**PAGE EXTRACT:**
ALAFF Component in the direction of a vector

Subsection 2.2.2 Component in the direction of a vector

In a previous linear algebra course, you may have learned that if \(a, b \in \Rm \) then

\begin{equation*} \widehat b = \frac{a^T b}{a^T a} a = \frac{a a^T}{a^T a} b \end{equation*}

equals the component of \(b \) in the direction of \(a \) and

\begin{equation*} b^\perp = b - \widehat b = ( I - \frac{a a^T}{a^T a}) b \end{equation*}

equals the component of \(b \) orthogonal to \(a \text{,}\) since \(b = \widehat b + b^\perp \) and \(\widehat b^T b^\perp = 0 \text{.}\) Similarly, if \(a, b \in \Cm \) then

\begin{equation*} \widehat b= \frac{a^H b}{a^H a} a = \frac{a a^H}{a^H a} b \end{equation*}

equals the component of \(b \) in the direction of \(a \) and

\begin{equation*} b^\perp = b - \widehat b = ( I - \frac{a a^H}{a^H a}) b \end{equation*}

equals the component of \(b \) orthogonal to \(a \text{.}\)

Remark 2.2.2.1.

**Excerpts from a point labeling dataset:**
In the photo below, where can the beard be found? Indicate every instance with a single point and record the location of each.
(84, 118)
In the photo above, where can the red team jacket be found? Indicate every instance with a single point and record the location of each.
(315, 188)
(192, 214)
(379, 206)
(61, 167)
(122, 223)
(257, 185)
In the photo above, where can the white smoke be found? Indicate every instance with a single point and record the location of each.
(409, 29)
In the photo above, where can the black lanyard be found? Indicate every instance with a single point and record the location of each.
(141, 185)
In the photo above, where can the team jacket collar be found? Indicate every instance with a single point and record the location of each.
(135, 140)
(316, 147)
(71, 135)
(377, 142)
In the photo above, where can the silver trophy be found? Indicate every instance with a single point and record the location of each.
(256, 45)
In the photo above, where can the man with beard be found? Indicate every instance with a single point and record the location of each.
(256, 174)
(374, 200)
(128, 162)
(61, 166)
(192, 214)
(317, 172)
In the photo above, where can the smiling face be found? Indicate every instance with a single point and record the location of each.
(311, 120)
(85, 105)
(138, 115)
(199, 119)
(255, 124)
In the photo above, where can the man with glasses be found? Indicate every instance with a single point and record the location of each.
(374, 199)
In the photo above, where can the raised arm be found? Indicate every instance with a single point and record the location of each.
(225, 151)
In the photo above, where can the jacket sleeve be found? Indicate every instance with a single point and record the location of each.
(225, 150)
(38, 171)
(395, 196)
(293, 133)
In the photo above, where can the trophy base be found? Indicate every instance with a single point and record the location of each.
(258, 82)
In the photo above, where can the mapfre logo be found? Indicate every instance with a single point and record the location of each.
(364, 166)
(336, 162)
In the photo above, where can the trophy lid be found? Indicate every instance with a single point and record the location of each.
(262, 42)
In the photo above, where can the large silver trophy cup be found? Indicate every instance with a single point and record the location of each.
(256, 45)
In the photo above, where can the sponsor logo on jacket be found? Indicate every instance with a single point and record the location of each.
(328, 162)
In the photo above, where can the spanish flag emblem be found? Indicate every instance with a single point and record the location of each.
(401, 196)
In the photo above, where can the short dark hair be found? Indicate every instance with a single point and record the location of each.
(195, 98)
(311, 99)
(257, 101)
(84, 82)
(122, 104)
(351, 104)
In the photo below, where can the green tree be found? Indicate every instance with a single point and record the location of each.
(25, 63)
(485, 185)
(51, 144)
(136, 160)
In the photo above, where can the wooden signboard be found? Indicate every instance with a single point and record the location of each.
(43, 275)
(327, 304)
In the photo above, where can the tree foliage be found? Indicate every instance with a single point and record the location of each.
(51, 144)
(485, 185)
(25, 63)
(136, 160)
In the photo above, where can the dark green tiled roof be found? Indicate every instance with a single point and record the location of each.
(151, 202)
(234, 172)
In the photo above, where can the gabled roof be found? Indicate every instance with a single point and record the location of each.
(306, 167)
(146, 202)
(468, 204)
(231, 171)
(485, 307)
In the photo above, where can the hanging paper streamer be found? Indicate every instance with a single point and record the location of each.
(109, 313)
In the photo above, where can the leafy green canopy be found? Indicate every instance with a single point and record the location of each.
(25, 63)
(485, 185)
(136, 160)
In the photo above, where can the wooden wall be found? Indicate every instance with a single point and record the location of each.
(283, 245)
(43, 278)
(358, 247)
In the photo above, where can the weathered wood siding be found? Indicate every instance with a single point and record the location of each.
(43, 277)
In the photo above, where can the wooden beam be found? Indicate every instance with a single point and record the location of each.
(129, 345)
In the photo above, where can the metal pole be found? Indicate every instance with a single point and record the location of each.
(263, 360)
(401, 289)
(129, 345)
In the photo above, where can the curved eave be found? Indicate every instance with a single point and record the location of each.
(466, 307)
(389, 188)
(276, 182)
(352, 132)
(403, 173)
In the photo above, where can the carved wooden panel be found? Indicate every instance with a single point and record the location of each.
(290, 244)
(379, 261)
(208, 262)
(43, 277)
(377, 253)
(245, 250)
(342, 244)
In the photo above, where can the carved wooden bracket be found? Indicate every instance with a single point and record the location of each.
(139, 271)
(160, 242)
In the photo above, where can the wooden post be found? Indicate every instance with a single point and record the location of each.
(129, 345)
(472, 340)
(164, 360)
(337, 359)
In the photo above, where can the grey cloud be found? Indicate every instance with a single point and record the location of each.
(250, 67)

**GIVEN TASK:**
Reproduce the linear algebra excerpt on vector components from above, word for word and in full.

**SOLUTION TO THE EXERCISE:**
ALAFF Component in the direction of a vector

Subsection 2.2.2 Component in the direction of a vector

In a previous linear algebra course, you may have learned that if \(a, b \in \Rm \) then

\begin{equation*} \widehat b = \frac{a^T b}{a^T a} a = \frac{a a^T}{a^T a} b \end{equation*}

equals the component of \(b \) in the direction of \(a \) and

\begin{equation*} b^\perp = b - \widehat b = ( I - \frac{a a^T}{a^T a}) b \end{equation*}

equals the component of \(b \) orthogonal to \(a \text{,}\) since \(b = \widehat b + b^\perp \) and \(\widehat b^T b^\perp = 0 \text{.}\) Similarly, if \(a, b \in \Cm \) then

\begin{equation*} \widehat b= \frac{a^H b}{a^H a} a = \frac{a a^H}{a^H a} b \end{equation*}

equals the component of \(b \) in the direction of \(a \) and

\begin{equation*} b^\perp = b - \widehat b = ( I - \frac{a a^H}{a^H a}) b \end{equation*}

equals the component of \(b \) orthogonal to \(a \text{.}\)

Remark 2.2.2.1.